WHAT YOU NEED TO DO: Scan the material and copy out each line where the word "point" occurs.

Segment Open

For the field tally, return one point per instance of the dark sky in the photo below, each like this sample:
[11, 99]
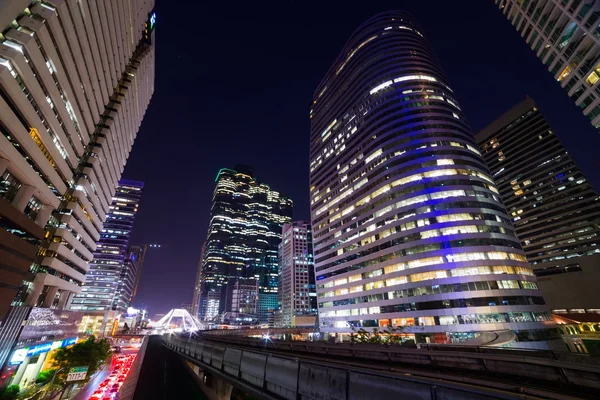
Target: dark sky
[234, 81]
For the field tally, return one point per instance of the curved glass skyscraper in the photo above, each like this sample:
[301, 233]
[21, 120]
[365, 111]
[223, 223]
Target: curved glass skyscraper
[408, 226]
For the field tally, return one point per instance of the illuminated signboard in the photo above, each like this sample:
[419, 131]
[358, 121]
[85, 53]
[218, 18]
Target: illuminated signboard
[38, 349]
[20, 354]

Segment Closed

RESPONSE FOR THIS EXERCISE:
For the field tally, return one point per instance of the dark sky in the photo below, each like this sample:
For the field tally, return one point per instance of the curved glass skyscraper in the photo above, each like this sample:
For the field tally, return one point per instance of the illuminated signboard in the photo above, each like this sample:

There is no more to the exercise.